▶ _Exercise aim_:
Please copy each line of the records below that includes the word "clicks".

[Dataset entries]
====
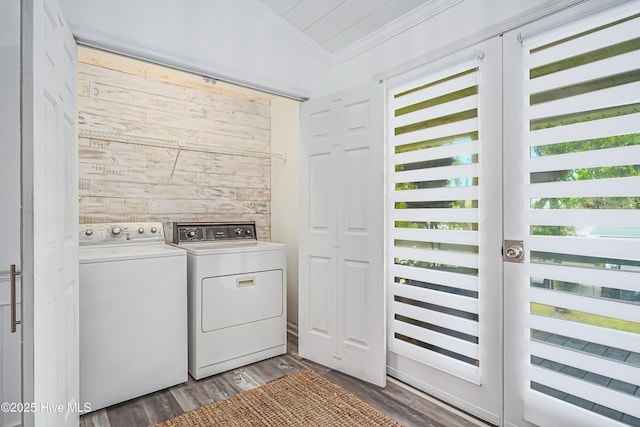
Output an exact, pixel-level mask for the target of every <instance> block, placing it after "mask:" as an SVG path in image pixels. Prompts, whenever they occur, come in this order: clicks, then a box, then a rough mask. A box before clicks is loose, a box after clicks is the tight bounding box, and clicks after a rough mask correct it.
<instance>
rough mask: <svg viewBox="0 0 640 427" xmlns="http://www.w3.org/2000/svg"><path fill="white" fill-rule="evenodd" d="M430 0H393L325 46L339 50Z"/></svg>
mask: <svg viewBox="0 0 640 427" xmlns="http://www.w3.org/2000/svg"><path fill="white" fill-rule="evenodd" d="M430 2H431V0H426V1H425V0H401V1H399V0H393V1H392V2H390V3H387V4H385V5H384V6H383V7H381V8H379V9H378V10H376V11H374V12H373V13H371V14H370V15H369V16H367V18H366V19H363V20H361V21H359V22H356V23H354V24H353V25H351V26H350V27H349V28H347V29H346V30H345V31H343V32H341V33H339V34H337V35H335V36H334V37H333V38H331V39H329V40H327V41H326V42H325V43H324V44H323V47H324V48H326V49H327V50H329V51H330V52H332V53H335V52H338V51H340V50H341V49H343V48H345V47H347V46H349V45H351V44H353V43H354V42H356V41H358V40H361V39H363V38H364V37H367V36H369V35H370V34H373V33H375V32H377V31H379V30H380V29H381V28H383V27H384V26H386V25H389V24H390V23H391V22H394V21H395V20H397V19H399V18H401V17H403V16H405V15H407V14H408V13H410V12H411V11H413V10H414V9H416V8H418V7H420V6H422V5H424V4H425V3H430Z"/></svg>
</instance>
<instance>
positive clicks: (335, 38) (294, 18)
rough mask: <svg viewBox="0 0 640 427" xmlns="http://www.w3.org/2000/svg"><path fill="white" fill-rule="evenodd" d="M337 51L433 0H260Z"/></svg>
mask: <svg viewBox="0 0 640 427" xmlns="http://www.w3.org/2000/svg"><path fill="white" fill-rule="evenodd" d="M260 1H261V2H262V3H263V4H264V5H266V6H267V7H268V8H270V9H271V10H273V11H274V12H275V13H276V14H278V15H280V16H281V17H283V18H284V19H285V20H287V21H288V22H289V23H290V24H291V25H293V26H294V27H296V28H297V29H298V30H299V31H301V32H302V33H304V34H306V35H307V36H308V37H310V38H311V39H313V40H314V41H315V42H316V43H318V44H319V45H321V46H322V47H324V48H325V49H326V50H328V51H329V52H331V53H336V52H338V51H340V50H342V49H344V48H346V47H348V46H350V45H352V44H353V43H355V42H357V41H358V40H361V39H363V38H365V37H367V36H369V35H371V34H373V33H375V32H377V31H378V30H380V29H381V28H382V27H384V26H385V25H387V24H390V23H391V22H394V21H396V20H398V19H399V18H401V17H403V16H405V15H407V14H408V13H409V12H411V11H413V10H415V9H416V8H418V7H420V6H423V5H425V4H427V3H431V2H432V0H260Z"/></svg>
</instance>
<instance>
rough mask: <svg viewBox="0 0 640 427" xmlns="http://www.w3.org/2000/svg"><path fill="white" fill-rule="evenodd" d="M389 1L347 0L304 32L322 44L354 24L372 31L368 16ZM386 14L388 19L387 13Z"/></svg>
mask: <svg viewBox="0 0 640 427" xmlns="http://www.w3.org/2000/svg"><path fill="white" fill-rule="evenodd" d="M391 2H392V0H368V1H367V2H366V3H364V2H362V1H359V0H347V1H345V2H344V3H342V4H341V5H340V6H339V7H336V8H335V9H333V10H332V11H331V12H329V13H328V14H326V15H325V16H323V17H322V19H320V20H318V21H316V22H315V23H314V24H313V25H311V26H310V27H309V28H308V29H307V30H306V31H305V33H306V34H307V35H309V36H310V37H311V38H313V39H314V40H316V41H317V42H318V43H320V44H322V45H324V44H325V43H326V42H327V41H329V40H331V39H333V38H335V37H336V36H337V35H339V34H341V33H343V32H344V31H346V30H347V29H349V28H350V27H352V26H354V25H358V24H360V27H361V28H366V29H367V30H368V31H373V30H375V27H374V26H372V25H370V24H367V21H368V20H369V16H371V15H372V14H374V13H375V12H376V11H378V10H379V9H380V8H382V7H384V6H385V5H389V4H390V3H391ZM387 9H388V8H387ZM386 16H387V19H388V18H389V15H386Z"/></svg>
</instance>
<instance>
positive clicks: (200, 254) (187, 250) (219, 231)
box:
====
▶ _Task result_:
Output an exact, pixel-level mask for the target of every <instance> block, placing it after "mask:" as an SVG path in image pixels. Prompts, whenever they occur, come in this order: clicks, then a box, then a rough mask. A box before clicks is loose, a box after clicks is the tight bounding box, and clicks after a rough mask correct it.
positive clicks: (335, 38) (294, 18)
positive clicks: (200, 254) (187, 250) (219, 231)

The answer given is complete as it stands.